Instruction →
Each entry in the listing below should be restated word for word.

[Point annotation dataset records]
## Start

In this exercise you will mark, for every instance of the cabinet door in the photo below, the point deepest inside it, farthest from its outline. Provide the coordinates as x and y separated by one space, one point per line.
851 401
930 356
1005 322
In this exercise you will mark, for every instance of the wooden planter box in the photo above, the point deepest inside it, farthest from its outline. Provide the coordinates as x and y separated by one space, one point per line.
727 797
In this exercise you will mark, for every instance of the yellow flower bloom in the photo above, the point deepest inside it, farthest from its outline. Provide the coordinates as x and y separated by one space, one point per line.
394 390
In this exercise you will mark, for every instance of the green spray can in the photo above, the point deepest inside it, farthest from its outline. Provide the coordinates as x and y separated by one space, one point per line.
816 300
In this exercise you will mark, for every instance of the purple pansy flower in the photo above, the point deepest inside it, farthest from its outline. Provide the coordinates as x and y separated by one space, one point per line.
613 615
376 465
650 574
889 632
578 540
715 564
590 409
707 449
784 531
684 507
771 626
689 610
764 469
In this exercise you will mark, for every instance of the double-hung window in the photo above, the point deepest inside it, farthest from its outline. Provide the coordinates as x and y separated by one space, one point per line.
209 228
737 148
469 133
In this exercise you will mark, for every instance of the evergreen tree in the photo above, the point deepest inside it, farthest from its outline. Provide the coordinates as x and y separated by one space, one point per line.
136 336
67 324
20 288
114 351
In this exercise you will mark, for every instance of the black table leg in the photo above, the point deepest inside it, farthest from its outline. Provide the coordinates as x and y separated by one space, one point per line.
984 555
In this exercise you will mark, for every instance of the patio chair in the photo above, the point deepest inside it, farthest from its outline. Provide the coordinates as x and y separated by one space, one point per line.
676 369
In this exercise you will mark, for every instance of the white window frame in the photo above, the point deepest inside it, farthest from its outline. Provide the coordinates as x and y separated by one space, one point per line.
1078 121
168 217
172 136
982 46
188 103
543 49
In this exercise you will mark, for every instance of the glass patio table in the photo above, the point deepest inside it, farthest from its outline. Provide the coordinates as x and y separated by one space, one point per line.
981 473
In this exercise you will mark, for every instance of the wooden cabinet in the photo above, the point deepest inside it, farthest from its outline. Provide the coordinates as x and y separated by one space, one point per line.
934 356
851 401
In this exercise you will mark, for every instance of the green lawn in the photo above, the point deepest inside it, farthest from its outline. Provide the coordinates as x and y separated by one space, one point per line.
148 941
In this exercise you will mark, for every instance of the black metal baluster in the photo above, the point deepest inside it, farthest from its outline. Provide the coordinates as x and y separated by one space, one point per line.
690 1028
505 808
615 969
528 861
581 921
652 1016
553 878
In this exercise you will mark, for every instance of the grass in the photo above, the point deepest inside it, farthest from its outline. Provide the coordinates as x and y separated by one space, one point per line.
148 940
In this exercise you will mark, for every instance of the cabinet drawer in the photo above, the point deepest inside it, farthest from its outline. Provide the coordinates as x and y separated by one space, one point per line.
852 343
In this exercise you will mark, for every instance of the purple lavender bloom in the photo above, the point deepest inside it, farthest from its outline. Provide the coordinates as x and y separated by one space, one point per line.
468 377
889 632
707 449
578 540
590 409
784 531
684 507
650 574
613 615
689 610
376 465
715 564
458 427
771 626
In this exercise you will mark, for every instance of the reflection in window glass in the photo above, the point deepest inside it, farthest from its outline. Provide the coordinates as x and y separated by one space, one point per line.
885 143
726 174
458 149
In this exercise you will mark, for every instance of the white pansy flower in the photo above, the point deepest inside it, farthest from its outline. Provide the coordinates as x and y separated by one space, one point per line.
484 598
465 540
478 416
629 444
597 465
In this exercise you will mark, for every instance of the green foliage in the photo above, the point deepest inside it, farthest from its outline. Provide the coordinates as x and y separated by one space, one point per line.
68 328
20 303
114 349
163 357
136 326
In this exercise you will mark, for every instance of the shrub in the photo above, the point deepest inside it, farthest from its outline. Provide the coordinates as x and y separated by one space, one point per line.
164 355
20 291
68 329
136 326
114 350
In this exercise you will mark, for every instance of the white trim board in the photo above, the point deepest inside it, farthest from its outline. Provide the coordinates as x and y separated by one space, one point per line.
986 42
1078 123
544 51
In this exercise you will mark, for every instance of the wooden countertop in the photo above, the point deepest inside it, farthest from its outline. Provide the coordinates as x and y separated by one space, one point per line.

## End

Final answer →
In this exercise you will mark, for every instance of the cabinet door in the photo below, the point deepest inside it, farthest from its outline. Provide the coordinates as x and y separated by one space, one point per line.
851 401
930 356
1005 322
In this exercise you will mark, for every instance of the wooden planter box in the photo above, the point deepest inside it, farthest from its outline. Provide the coordinates as x and y separated by one space, one point per line.
727 797
In this exercise you will mark, for every instance of the yellow flower bloom in the photo above, the point deepest inside it, farthest from its outline. Provide the coordinates as x and y separated by one space, one point per line.
394 390
In this exercise you will mark, for every instance of the green spray can in the photo above, the point deepest inside it, farthest from its outline. Provide the coordinates as x and y separated by one space, one point per line.
816 300
In this exercise you will mark, for every instance of the purple pansy flower in the photo above, the point deepest inside it, farthest from its outline. Provide the coordinates as x and y separated by one space, one point per line.
613 615
376 465
650 574
889 632
578 540
715 564
590 409
707 449
784 531
684 507
771 626
689 610
764 469
In this exercise you will mark, for every instance of the double-hung window in the photo above, the point deepest inside it, farthest from its outline. Provide the coordinates as x and y separated by one space, one point per line.
209 228
737 148
469 133
In this exercise you will mark, for every instance of the evergreen tree in the photo above, the point deepest inside it, farthest from its outline. Provide the coordinates as x and y separated by one space, one point per line.
136 336
67 324
20 288
114 351
In this exercise you will mark, for every instance of the black table leg in the photo above, the point deepest inside it, farthest from its outline. Provide the coordinates as x and y separated by one space, one point per line.
984 555
In this exercise you will mark, for every instance of the patio chair in the photo above, the point deepest inside it, farthest from its outline. Provide the coordinates as x and y separated by one space, one point per line.
676 369
In this exercise you will mark, for every instance of the white window frame in the photo above, the point deepest inside it, farthest from its outline. Provide the coordinates as x and y separated by one space, one point per line.
1078 121
168 217
172 136
982 46
188 103
543 49
In this exercise you will mark, for every instance of the glass patio table in the photo above, the point deepest inside it, farthest from its outline. Provide the coordinates as x and y separated by one space, one point per line.
981 473
In this exercise you will mark, for every instance of the wooden cabinet in the photo above, the point deepest inside it, farthest from its outline. Provide the coordinates as x and y separated by one space, one point per line.
934 356
851 401
In this exercise you will mark, for every instance of the green lawn in the photo above, the point deepest inside it, farthest from its outline. Provide the coordinates as x and y separated by one space, one point per line.
148 941
In this exercise you will mark, for every instance of the black metal baluster in the photo above, the point deepest inside it, farthest from its outline. Provide the coordinates as x and y separated by one space, one point per line.
690 1028
505 808
615 969
528 861
581 921
652 1016
553 878
In this exercise you will mark, for every instance of the grass in the photo above, the point deepest inside it, farthest from its outline. Provide the coordinates as x and y separated by one space, one point per line.
148 940
In this exercise you will mark, for every instance of the cabinet drawer in the photo above, the point deepest inside it, farthest from its outline. Provide the coordinates as x and y separated by one space, one point per line.
852 343
In this exercise you will mark, for every instance of the purple lavender bloom in the photo above, the point deepest inside it, farthest from its outline. Provide the coordinates as x and y separated by one space, one point per line.
468 377
889 632
707 449
578 540
590 409
784 531
684 507
650 574
613 615
689 610
376 465
715 564
458 427
771 626
In this exercise you will mark, for every instance of the reflection in window glass in the photo above, the point deepest inside it, farthest from its outline. Provide the coordinates as x and y separated by one space, one point per line.
885 143
726 174
458 149
In this exercise you will mark, for every instance of the white pansy flower in the photo above, the point deepest inside it, farthest from its outline. Provide the coordinates as x and y separated by one space, one point per line.
484 598
465 540
478 416
629 444
597 465
In this exercise you will mark, for every instance of the green foliage in the photo above, the point deepest inside it, farthest from its outline. Provide the coordinates as x and y separated by one space, one point per line.
68 328
20 303
114 349
163 357
136 326
In this exercise you will mark, for every instance of the shrub in the photo above, the point deepest inside it, farthest from its outline. Provide the coordinates as x and y separated by one space, one point per line.
164 355
20 291
68 329
136 326
114 350
In this exercise you will mark, for every instance of the white trim board in the photo above, the point deepest inside it, farthest from its outline. Provide the coordinates as x and y separated by one space, one point per line.
986 42
1078 123
544 51
In this exercise you will mark, for every instance of the wooden countertop in the photo above, the point deepest inside it, farthest from its outline. Provide the coordinates as x and y separated by one space, one point per line.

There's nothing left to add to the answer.